- Passage extrait -
Centre pour la Démocratie, le Développement et la Culture en Afrique
Les 27 ans de « règne » de Blaise Compaoré au Burkina Faso ont été marqués par une relative stabilité. Cependant, celle-ci a été remise en question depuis l’insurrection populaire des 30 et 31 octobre 2014 et à nouveau par la tentative de coup d’Etat du 17 septembre 2015. Le pays des hommes intègres se relève progressivement de la crise depuis la dernière élection présidentielle et laisse envisager un espoir de renouveau démocratique. Toutefois, le Burkina Faso reste confronté à divers défis sécuritaires. Certains enjeux sont les conséquences de l’insurrection populaire de 2014 tandis que d’autres sont des questions classiques qui ont cependant pris de l’ampleur ces dernières années.

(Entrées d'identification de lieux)
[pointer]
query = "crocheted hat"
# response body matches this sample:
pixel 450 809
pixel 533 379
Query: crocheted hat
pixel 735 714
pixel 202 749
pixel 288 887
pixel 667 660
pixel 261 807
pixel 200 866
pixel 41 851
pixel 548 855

- Objectif -
D'après le passage sur le Burkina Faso, à quelle date a eu lieu la tentative de coup d'État ?

- Réponse rédigée -
Le 17 septembre 2015.